At this time, we also connect to the external energy around
us which is prevalent in nature – a matrix of energy that we can merge with
bringing a balance that was previously missing from life. Artists, musicians
and writers usually find this a place of great inspiration and their chosen art
forms take on new dimensions. A time of real creation from deep within.
Now I know that this all sounds a bit ‘airy fairy’ but that
is far from the case – those that know me well will vouch that I am about as
far from ‘airy fairy’ you can get! When you come along to a class your feet are
still firmly on the ground and we definitely don’t do any crazy stuff – so why
not come along – get on the bus – enjoy the journey – I’ll save you a ticket!!!
The benefits of chi kung has many layers - just like an onion, as you remove one layer a deeper layer presents itself.
At a basic level chi kung greatly improves your body awareness, breathing, posture and opens up the joints, relaxes muscles and relieves stress and aids digestion. These 'advantages' are great and felt very quickly and because of this people think that is it!
But, as you continue with your practice you find a much deeper effect happening - You become more aware of your internal energy and start to feel any blockages or problems with your body. I know several people who have realised they have something wrong and got medical attention quickly. Yes, medical attention is sometimes needed and when used along with chi kung practice a quick recovery is often possible. Obviously, this isn't always the case - sometimes your time is up!!!
Beyond this stage you find a more spiritual meaning behind your practice and you find yourself living much more in the flow of things (the Tao) - intuition often improves and you feel that harmony between mind, body and spirit often referred to as the 'three treasures' - Jing, Chi and Shen.
So don't just settle for the obvious benefits that come from practice - never stop searching and looking for the deeper mysteries that lie within Chi Kung.
Lots of people who take up Tai Chi and Chi Kung get obsessed with learning forms without understanding the basic principles and concepts behind the forms they have already learned. This is why sometimes a form looks like a dance with absolutely no intention or energy behind it.

[Annotated photo localization data]

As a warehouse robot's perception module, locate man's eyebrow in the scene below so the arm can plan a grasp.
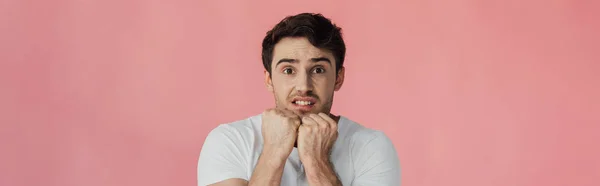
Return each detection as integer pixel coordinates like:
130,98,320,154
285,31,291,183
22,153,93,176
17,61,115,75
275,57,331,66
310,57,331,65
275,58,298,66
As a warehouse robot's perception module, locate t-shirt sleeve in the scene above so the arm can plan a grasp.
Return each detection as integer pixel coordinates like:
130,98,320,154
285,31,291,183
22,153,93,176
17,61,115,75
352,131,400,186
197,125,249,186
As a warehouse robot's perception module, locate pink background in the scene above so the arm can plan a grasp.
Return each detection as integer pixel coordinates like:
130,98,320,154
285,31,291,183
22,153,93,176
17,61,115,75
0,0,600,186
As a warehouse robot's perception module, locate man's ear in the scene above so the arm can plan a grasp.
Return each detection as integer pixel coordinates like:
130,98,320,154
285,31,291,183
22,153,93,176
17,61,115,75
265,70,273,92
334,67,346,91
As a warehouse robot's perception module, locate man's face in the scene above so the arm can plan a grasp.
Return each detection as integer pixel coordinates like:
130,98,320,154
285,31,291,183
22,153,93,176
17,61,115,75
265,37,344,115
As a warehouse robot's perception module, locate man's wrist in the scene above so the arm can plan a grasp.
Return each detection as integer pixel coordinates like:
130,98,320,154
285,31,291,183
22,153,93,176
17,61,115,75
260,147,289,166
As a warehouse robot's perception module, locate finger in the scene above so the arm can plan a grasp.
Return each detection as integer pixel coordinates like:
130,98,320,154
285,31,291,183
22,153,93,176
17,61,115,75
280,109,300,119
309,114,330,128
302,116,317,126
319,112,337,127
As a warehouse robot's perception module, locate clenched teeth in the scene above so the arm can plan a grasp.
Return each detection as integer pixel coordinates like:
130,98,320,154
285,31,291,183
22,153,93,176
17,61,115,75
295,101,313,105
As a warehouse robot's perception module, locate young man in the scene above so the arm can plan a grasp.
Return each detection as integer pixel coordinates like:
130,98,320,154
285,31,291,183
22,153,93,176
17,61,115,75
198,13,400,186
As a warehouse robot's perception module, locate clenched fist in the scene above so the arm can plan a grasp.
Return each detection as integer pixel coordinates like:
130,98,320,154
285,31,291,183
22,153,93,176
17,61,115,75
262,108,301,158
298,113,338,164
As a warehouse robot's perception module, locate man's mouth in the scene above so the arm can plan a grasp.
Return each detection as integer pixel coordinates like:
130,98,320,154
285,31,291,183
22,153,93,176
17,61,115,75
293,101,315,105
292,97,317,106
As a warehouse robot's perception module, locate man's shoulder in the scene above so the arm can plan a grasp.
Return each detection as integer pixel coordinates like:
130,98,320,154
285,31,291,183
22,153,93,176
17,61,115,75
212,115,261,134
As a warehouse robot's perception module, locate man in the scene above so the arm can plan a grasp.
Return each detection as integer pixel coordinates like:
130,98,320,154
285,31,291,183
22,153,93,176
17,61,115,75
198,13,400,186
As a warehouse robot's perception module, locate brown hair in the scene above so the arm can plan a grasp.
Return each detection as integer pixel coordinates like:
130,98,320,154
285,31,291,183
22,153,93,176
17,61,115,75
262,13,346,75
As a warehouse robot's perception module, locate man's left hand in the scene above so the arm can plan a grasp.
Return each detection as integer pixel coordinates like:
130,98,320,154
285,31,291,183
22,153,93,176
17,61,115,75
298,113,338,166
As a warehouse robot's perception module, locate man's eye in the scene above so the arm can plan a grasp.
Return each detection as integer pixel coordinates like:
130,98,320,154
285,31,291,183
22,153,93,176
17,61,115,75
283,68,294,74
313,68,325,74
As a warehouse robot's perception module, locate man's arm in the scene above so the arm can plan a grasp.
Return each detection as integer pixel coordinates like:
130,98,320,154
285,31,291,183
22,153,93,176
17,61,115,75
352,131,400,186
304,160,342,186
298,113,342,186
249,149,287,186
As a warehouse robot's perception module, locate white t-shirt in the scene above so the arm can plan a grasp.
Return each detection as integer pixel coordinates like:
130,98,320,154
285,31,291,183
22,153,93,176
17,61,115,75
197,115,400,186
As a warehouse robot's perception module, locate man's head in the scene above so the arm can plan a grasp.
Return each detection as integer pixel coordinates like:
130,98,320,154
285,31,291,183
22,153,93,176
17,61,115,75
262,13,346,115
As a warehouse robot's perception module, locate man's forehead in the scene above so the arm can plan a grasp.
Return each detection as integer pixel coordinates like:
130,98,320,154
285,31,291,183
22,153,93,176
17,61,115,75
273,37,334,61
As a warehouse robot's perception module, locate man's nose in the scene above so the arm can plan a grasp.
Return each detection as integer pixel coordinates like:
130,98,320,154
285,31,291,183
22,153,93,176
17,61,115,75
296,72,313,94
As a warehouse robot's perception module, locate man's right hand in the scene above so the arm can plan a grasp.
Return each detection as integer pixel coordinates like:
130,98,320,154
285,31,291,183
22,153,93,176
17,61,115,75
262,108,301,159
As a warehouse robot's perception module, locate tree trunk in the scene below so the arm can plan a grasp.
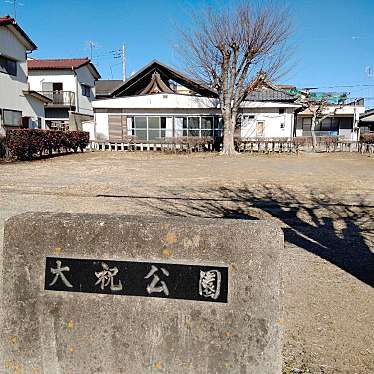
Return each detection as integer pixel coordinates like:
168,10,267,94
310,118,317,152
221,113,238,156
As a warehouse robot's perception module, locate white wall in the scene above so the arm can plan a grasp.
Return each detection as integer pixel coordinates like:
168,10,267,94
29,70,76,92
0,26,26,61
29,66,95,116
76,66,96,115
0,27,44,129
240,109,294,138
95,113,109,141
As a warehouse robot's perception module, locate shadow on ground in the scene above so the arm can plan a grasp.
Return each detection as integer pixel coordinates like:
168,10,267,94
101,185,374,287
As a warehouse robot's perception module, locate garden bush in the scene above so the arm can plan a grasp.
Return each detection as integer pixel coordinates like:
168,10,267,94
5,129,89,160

**What you have to do**
Update the chi kung passage above, starting at "Beyond this stage" and ending at "within Chi Kung.", so that "harmony" becomes "unity".

**Solution**
Beyond this stage you find a more spiritual meaning behind your practice and you find yourself living much more in the flow of things (the Tao) - intuition often improves and you feel that unity between mind, body and spirit often referred to as the 'three treasures' - Jing, Chi and Shen.
So don't just settle for the obvious benefits that come from practice - never stop searching and looking for the deeper mysteries that lie within Chi Kung.